Instructions to follow:
Reproduce the records word for word, apart from the images they contain.

### Data ###

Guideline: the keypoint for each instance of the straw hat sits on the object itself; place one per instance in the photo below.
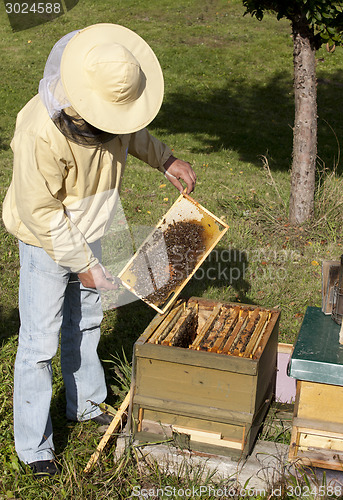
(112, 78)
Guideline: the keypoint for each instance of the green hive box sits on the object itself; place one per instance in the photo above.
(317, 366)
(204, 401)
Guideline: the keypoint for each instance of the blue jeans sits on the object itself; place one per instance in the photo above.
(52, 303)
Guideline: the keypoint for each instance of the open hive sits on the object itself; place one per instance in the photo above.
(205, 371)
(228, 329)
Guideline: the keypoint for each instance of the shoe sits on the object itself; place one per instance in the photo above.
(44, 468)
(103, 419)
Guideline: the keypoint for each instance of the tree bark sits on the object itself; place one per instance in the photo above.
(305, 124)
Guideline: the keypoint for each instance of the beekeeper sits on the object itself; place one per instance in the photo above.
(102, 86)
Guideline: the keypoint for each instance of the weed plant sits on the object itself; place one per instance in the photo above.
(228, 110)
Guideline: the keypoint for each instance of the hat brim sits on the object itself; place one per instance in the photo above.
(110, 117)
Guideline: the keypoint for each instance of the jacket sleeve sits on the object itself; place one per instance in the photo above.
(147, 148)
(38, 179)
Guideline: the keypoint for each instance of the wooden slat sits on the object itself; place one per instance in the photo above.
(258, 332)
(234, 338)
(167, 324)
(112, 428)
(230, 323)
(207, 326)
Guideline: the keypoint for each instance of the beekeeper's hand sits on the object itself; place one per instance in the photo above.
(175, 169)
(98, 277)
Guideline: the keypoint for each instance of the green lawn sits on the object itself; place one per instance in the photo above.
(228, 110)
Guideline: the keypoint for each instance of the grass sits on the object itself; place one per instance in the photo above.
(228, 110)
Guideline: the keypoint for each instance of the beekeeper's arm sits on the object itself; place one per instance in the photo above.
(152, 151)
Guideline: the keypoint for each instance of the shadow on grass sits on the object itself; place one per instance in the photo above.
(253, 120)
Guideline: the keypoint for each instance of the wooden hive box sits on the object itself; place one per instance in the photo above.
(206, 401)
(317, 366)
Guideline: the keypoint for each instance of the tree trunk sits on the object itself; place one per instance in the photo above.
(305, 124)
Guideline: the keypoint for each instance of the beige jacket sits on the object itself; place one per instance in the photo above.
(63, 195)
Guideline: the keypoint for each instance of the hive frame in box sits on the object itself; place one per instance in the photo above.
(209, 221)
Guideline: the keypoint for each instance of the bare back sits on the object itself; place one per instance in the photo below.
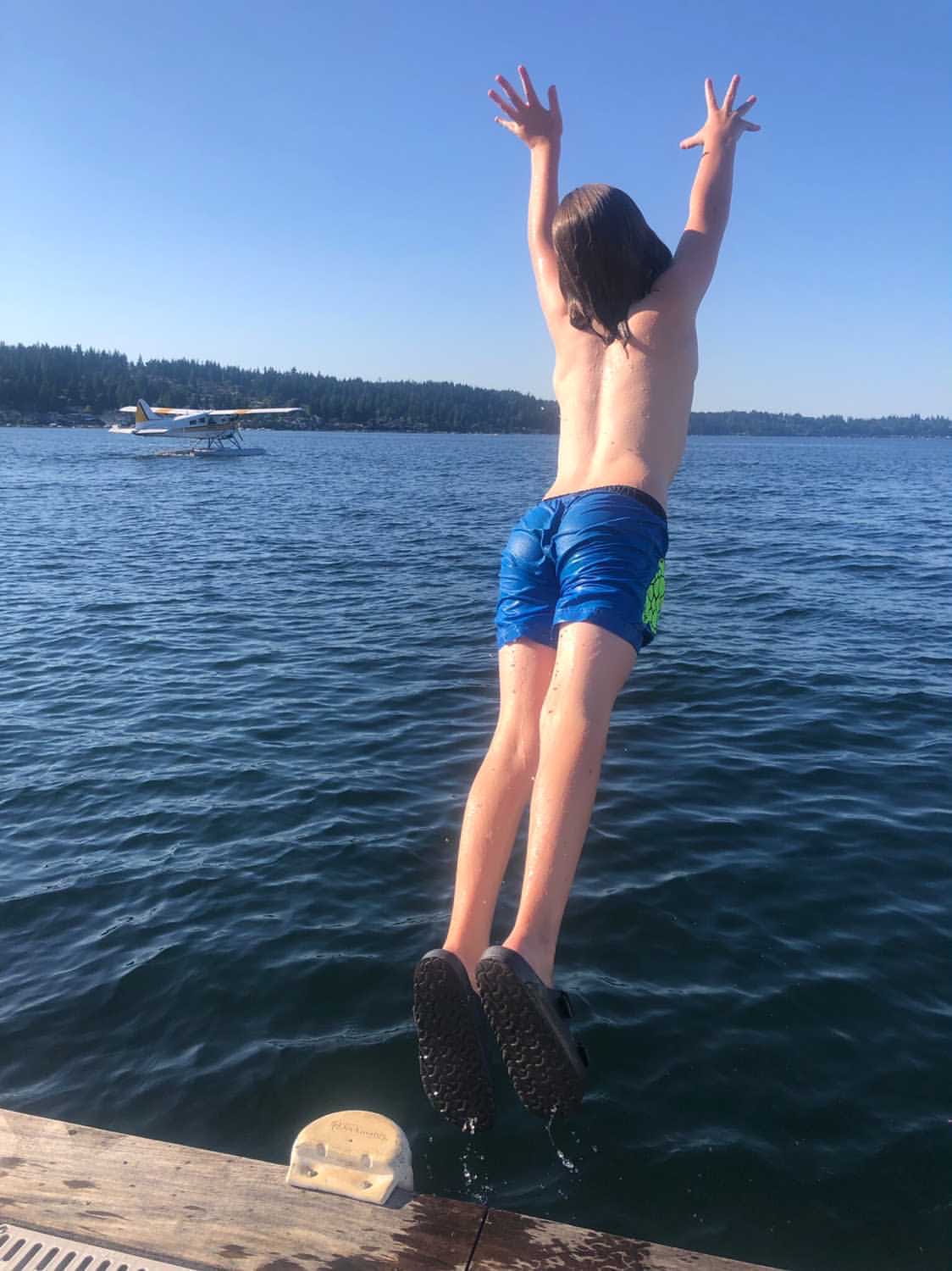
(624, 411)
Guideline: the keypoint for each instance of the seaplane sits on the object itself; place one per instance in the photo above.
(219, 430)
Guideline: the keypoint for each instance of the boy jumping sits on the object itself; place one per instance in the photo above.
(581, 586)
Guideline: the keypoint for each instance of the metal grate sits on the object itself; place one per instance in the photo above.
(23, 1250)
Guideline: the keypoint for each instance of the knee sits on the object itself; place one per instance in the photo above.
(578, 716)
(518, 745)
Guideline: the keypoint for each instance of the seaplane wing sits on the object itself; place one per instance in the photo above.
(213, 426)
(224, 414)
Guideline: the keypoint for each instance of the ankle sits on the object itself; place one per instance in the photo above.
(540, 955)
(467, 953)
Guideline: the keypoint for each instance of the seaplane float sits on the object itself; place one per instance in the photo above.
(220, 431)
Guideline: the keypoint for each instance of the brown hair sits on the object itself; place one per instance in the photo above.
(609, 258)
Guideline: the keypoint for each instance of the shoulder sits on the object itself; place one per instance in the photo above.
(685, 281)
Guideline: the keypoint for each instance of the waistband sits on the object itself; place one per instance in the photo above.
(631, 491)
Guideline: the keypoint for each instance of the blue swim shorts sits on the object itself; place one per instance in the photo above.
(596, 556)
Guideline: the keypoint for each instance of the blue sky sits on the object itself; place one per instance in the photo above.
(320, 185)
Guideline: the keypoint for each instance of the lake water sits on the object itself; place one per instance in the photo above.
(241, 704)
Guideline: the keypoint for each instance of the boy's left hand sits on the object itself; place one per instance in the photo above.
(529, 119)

###

Response below:
Guideline: the keypoint for each instance of the straw hat sits on the object itself; place one per instance in the photo below.
(112, 78)
Guideline: the keypoint for each instance of the green hive box sits on the object itself; place one per instance in the photo above.
(317, 366)
(204, 401)
Guideline: the keypoint for each instance of the blue jeans sits on the object itself; place one per instance in the photo above.
(52, 303)
Guideline: the keypoint for each instance of the open hive sits on the object itself; place one per instance in the photo above.
(205, 371)
(228, 329)
Guideline: the keypoint for each instance of the shoe sits on the object itself; place one per instance in the photo above.
(44, 468)
(103, 419)
Guideline: the keypoint for each instance of the tree bark sits on the object itself; place one per instance in the photo above.
(305, 124)
Guideline: the keypoint for each instance of the beekeeper sits on the object itself; place one per instance in the photo above.
(102, 86)
Guideline: the keypoint for each instance of the weed plant sits on the object itself; place one per instance in the photo above.
(228, 110)
Guideline: the keypoint for each instance of the hat brim sits on the object itself; place one per instance in the photo above.
(110, 117)
Guideline: the keypoint for each instance of the jacket sleeve sits on the object itself; place one per instance in the photo above.
(147, 148)
(38, 179)
Guideline: the keypoint for each instance of the wooden slat sits on the object itself; place one per instance in the photo above.
(258, 332)
(234, 338)
(167, 324)
(112, 428)
(230, 323)
(207, 326)
Guideline: the keypoint for each instance of the beekeeper's hand sits on the object itself; place one per instance in the photo above.
(175, 169)
(98, 277)
Guideline: the keypoint for each instance of the green lawn sits on the object itself; place one per instance in the photo above.
(228, 110)
Guideline: the keypoint for each instance of the grass sits on the object itself; place one per instance in the photo above.
(228, 110)
Guideline: the keypoint for each instance of the beekeeper's arm sits on the object itself; place one per instance in the photo above.
(152, 151)
Guideline: the keypoint for each instance of the shadow on grass sits on the object itself; place one per instance in the photo above.
(253, 120)
Guideline: the keypoint for each instance of the wooden hive box sits on the object itself; place one per instance in the photo above.
(206, 401)
(317, 366)
Guideline: the keypoint for each instance of the tree trunk sits on the object itself; place one per instance in the photo above.
(305, 124)
Guideline: the keypoint for each instance of the beige jacket sits on the object itself; place one per instance in the photo above.
(63, 195)
Guideline: the keypoint for each instance of the hive frame in box sits on the object itself; place one per instance in the photo above.
(209, 221)
Guideline: the keypoint for each instance of the bare back sits on the object itself; place one per instance in the photo below.
(624, 411)
Guideline: the keypoint for each instance of the seaplane sits on the object itself; place one per instance in the photo above.
(219, 430)
Guideline: the keypoint for each instance of the boy jumping sits on the object itself; place one per instance in the photo above.
(581, 586)
Guideline: the keypoint for each instance of the metal grate sits on the object itself; place one per instance in the photo above.
(23, 1250)
Guideline: the keypoint for each instance of the knee sits on the object itself; place one per instance in the photo above.
(578, 716)
(518, 745)
Guideline: the keypoint for each instance of the seaplane wing sits on the object itself; place one per instance in the photo above.
(213, 426)
(224, 414)
Guideline: the keypoint for each instance of the ankle sits on the object itself; place one per instance in the photo above.
(540, 955)
(467, 953)
Guideline: the keypoint for each instance of the seaplane float sits on the object itself; place one per instance in the photo above.
(220, 431)
Guideline: the keypoint for each instance of the brown hair sits on the object itself; place one per instance in the photo above.
(609, 258)
Guideline: the keypoint for each instance of the shoulder sits on the object itself; place one per instance in the photo above.
(685, 281)
Guideline: the keypoint for each instance of the waistband sits on the object itself; place one per instance in the photo above.
(631, 491)
Guideline: the keypoint for each instance of the blue swim shorts sits on the object itself; place one per instance in the photo above.
(596, 556)
Guideline: the keypoint for each instance of the blue sky sits on the object itself; place one per instance in the photo above.
(320, 185)
Guideline: the keypoint for each instance of the lake water sits on the object itself; place one per instance in the photo above.
(241, 704)
Guideline: the keypoint for each instance of the boy's left hand sits on the object itself; place one per instance in the photo above.
(529, 119)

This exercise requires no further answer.